— START Excerpted passage —
# many newbie questions



## matt (Jan 24, 2010)

Please bear with me if this seems random, Im a newbie and I have a few questions and Im just going to type them as they come to me but first let me start by telling you what Ive started with. I bought a Bachmann Redrock Santa Fe starter set. Then I bought 13 more pieces of 18' radius track and 25 pieces of nine inch straight for a total of 25 each. Its all of the black variety. My first question is this; Will I gain any advantage by purchasing the NS grey? Or better yet is there a brand that will increase performance? Next I bought an Athearn six axle SD40-2 loco. My next question is; Is there a loco for around $100 that will out perform the SD40-2? More specificly, go faster and pull more cars? MY next purchase was a MRC Railpower 1370. I paid $30 dollars for this. Again i was yearning for more power. Is there something that I could buy for under $100 that will quench my thirst for power? I also bought two turnouts and when my Athearn loco goes past them it sparks. Sometimes it even derails. Are the sparks bad news? Neither of those problems occur with the loco included in my set. I do have more questions but its 5:30 A.M. and I need some sleep. Ive been tinkering for about 17.5 hours. 

Thankyou for any responses.


----------



## shaygetz (Sep 23, 2007)

Welcome..
— END Excerpted passage —
— START Records provided —
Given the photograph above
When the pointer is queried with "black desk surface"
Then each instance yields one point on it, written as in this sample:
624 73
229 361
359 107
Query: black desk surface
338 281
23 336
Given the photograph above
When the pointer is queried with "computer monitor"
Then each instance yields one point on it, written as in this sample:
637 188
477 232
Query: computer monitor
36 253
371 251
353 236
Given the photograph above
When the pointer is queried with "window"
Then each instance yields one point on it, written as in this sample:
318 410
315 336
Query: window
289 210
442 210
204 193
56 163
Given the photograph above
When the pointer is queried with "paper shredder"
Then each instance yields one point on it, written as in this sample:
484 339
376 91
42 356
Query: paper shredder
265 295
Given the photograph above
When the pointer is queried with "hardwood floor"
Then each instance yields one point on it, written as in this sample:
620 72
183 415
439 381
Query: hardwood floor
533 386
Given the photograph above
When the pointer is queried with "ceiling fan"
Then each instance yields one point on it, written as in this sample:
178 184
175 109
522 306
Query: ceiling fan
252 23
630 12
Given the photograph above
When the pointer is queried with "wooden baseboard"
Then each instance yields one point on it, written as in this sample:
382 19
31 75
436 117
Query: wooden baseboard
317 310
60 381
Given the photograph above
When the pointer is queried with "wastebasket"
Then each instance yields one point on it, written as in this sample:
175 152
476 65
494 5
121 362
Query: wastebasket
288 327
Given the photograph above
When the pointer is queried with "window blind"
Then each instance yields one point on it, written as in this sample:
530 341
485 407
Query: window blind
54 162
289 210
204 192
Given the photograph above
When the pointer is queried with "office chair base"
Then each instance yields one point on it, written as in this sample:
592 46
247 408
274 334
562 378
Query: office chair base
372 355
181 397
— END Records provided —
— START Records provided —
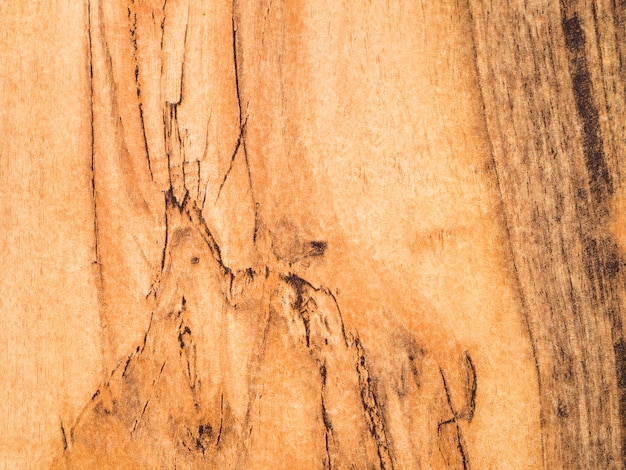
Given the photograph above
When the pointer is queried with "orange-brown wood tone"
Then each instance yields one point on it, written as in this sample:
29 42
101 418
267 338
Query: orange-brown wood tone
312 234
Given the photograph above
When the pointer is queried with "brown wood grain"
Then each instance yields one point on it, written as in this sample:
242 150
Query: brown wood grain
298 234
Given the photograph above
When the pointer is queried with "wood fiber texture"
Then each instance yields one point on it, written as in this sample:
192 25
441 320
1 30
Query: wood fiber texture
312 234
— END Records provided —
— START Records provided —
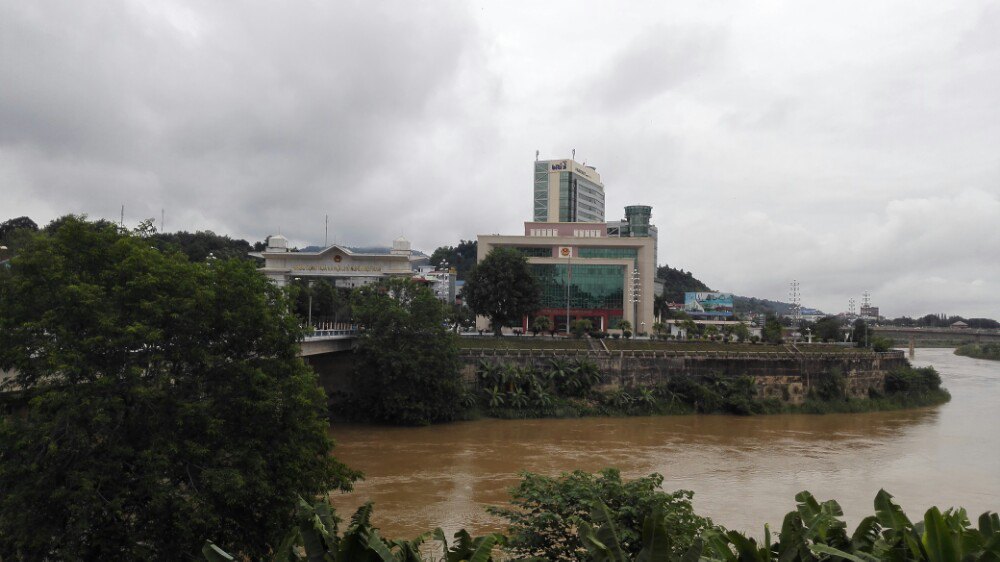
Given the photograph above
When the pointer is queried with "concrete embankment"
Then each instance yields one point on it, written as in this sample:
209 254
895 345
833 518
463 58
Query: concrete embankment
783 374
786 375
— END Records provided —
Work to complete
A – Answer these questions using the model train thread:
(i) Which starter set did matt buy?
(ii) How much did matt pay for the MRC Railpower 1370?
(iii) For about how many hours had matt been tinkering when he wrote his post?
B – Write a continuation of the model train thread, starting right after its final line.

The answers
A –
(i) A Bachmann Redrock Santa Fe starter set.
(ii) $30.
(iii) About 17.5 hours.

B –
Your track is OK, just know that each brand is incompatible with the others so decide early on which one you're going to stick with.

Athearns are a very reliable unit...them, Atlas and Kato should fit the bill for you. Your track problem is that the Athearn deisel, while made to fit 18" radius curves, would be much more comfortable on 22"+...hence the derailments and the momentary shorts that create the sparking.

As for power, I am very partial to older MRC and AutoPulse throttles, anything with 2 or more amps of output. I find them on Ebay, just take care to buy them from a reputable seller who can test them for you.

Hope this helps.


----------



## matt (Jan 24, 2010)

Thankyou for your swift response shaygetz. Are you familiar with American Flyer transformers? More specificly theAF 18B 190watt duel? I find that shopping for a transformer difficult because companys dont advertise the same measurements...ie watts, volts, amps. Anyway is this transformer going to give me more power to the track than the one I already have? Again thankyou for your knowlege.


----------



## shaygetz (Sep 23, 2007)

You're welcome...

If I'm not mistaken AF uses AC power and a higher voltage...you'd smoke HO with it.

I would stick with those who've been at it for HO for years. I'm very partial to the older MRC Throttlepacks. What ever you get, make sure they are rated for HO equipment.


----------



## Reckers (Oct 11, 2009)

That AF transformer is definitely an ac output: as Shaygetz says, you'll be pushing your cars by hand if you use it!


----------



## matt (Jan 24, 2010)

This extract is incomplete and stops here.